==== Provided material

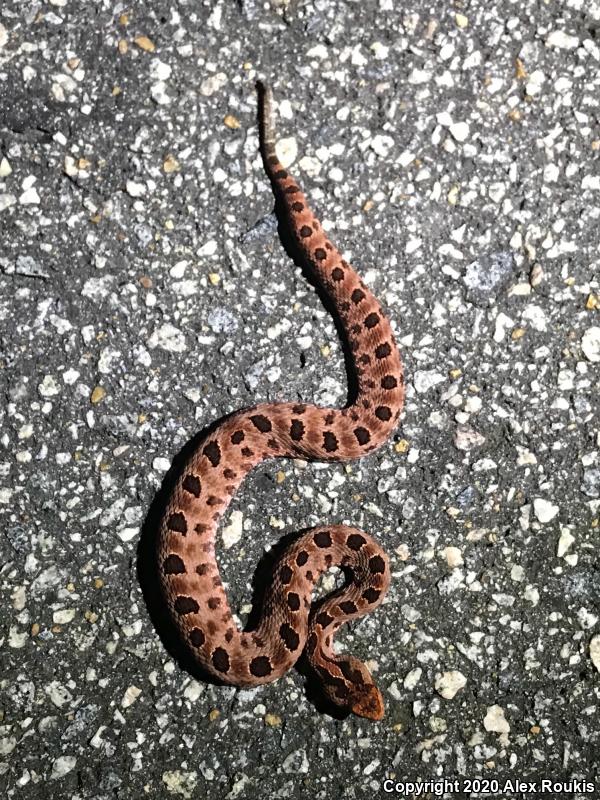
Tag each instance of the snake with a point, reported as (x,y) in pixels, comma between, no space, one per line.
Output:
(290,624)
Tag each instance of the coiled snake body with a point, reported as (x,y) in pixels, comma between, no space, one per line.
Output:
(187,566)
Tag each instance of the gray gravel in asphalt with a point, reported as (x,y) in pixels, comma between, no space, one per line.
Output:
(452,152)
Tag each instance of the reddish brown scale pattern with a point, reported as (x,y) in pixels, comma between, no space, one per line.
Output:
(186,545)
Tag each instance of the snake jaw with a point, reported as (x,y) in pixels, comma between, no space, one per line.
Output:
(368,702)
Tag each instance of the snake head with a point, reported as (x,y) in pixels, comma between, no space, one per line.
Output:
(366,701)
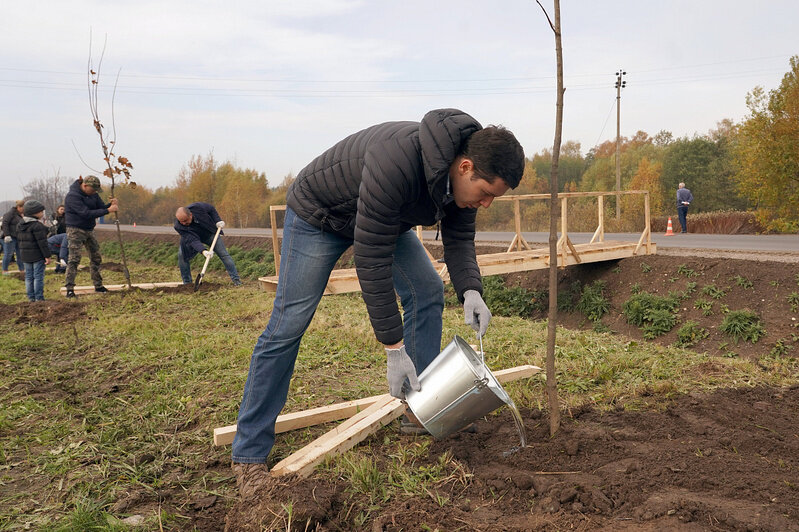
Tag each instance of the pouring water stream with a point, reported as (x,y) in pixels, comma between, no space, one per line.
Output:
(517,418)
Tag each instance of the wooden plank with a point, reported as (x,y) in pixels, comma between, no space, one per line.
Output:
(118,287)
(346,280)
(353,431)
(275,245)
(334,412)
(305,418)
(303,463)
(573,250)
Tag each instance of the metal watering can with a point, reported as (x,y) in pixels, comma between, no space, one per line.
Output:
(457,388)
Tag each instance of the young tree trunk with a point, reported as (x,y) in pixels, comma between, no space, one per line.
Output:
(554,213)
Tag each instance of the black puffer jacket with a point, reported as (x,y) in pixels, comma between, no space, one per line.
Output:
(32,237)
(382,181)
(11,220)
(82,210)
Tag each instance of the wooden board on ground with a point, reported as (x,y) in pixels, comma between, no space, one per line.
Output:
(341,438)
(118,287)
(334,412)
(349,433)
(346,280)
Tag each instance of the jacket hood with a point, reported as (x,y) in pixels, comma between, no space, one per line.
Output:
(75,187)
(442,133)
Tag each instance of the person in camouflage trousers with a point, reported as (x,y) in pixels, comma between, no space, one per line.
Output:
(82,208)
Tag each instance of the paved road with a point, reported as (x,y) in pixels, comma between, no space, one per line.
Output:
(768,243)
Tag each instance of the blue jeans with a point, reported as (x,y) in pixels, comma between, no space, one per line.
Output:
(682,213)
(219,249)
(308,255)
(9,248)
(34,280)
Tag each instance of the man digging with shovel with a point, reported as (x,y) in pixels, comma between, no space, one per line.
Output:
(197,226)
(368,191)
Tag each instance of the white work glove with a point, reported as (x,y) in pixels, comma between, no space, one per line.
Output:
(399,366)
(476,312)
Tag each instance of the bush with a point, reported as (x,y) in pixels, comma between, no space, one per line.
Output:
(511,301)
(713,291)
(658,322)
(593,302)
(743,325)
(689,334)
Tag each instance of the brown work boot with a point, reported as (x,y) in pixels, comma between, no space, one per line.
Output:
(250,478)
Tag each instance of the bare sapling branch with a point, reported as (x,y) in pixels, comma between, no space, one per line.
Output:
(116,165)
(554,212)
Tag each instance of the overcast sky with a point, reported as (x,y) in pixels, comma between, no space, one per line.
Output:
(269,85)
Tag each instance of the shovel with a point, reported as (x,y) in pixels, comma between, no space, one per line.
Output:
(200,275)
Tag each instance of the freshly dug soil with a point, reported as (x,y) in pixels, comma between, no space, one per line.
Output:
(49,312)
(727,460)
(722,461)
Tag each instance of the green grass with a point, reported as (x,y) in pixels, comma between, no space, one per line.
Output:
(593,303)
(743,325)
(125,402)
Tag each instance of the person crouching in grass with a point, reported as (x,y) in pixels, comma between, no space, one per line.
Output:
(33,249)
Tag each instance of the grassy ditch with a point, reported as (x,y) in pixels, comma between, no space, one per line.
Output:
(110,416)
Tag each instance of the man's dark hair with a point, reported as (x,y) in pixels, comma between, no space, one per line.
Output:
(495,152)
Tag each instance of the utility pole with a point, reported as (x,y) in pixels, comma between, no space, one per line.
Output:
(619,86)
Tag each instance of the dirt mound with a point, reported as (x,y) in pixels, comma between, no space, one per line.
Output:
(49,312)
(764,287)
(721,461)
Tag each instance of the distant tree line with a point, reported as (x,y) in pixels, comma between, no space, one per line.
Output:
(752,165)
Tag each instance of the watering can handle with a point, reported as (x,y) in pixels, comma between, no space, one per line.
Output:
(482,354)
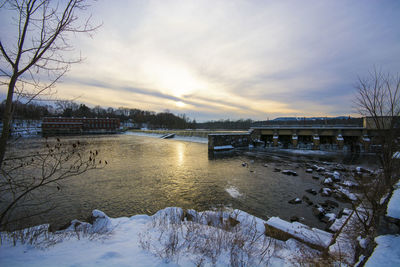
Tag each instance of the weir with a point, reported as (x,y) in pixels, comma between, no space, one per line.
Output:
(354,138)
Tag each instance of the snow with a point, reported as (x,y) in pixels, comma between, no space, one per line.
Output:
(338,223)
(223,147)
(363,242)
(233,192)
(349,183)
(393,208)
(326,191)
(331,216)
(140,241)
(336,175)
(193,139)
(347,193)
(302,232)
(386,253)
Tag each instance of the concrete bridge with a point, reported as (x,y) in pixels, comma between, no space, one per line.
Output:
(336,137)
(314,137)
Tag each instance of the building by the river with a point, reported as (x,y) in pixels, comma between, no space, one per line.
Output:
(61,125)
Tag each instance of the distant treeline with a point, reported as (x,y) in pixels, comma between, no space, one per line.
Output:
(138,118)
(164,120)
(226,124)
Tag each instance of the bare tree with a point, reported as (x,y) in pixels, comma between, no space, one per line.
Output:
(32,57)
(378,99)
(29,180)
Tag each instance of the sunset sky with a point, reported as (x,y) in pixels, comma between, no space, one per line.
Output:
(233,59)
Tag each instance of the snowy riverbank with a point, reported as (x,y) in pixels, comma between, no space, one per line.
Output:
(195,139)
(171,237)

========

Without any pictures, reproduce exactly the lines from the line that contains "Tag each instance of the man's" to the end of the entries above, both ends included.

■ **Response**
Tag each instance of the man's dark hair with a point, reported as (x,y) in pixels, comma between, no space, one per line.
Output:
(495,152)
Tag each instance of the utility pole with a point, reported as (x,y) in pixels, comma between, no space, one per line.
Output:
(619,86)
Tag each instance of the dirt mound with a point, reported as (x,y) in pixels, comma between, no space, one per line.
Output:
(49,312)
(764,287)
(721,461)
Tag each instance of the distant tree line with a point, reported as (x,y) in pixels, comma between, no space, one per line.
Output:
(752,165)
Tag each instance of the watering can handle with a point, reported as (x,y) in pixels, comma between, no space, one per line.
Output:
(482,354)
Tag each instance of the weir with a point, reported as (x,y) in pixels, comma between, no space, one per line.
Output:
(354,138)
Tag each instance of the snow with a point, reported as (x,y) in pixels, comma between, no space, one per line.
Output:
(338,223)
(223,147)
(363,242)
(233,192)
(349,183)
(393,208)
(326,191)
(331,216)
(140,241)
(336,175)
(193,139)
(347,193)
(302,232)
(386,253)
Tag each instance of the concrete bridge with a point, reported as (x,y) in pixels, comma between, no space, one per line.
Output:
(336,137)
(314,137)
Tag each instance of the building by the river with a point, reported as (x,y) in pixels, comma between, no space, one per line.
Output:
(61,125)
Tag each instance of the distant treeline with a point, reported as (x,y) in pixels, comma between, no space, one per line.
Output:
(138,118)
(164,120)
(226,124)
Tag each instance of the bare tree with a point, reported as (x,y) in pixels, comma between, no space, one per line.
Output:
(32,57)
(378,99)
(29,180)
Tag each instance of the sunset sky with a point, reported as (x,y) in pixels, comma between, no space, one per line.
Output:
(233,59)
Tag each instance of the snowy riverbank with a point, reported as (x,y) in pixels, comma between, no space, one per line.
Output:
(195,139)
(171,237)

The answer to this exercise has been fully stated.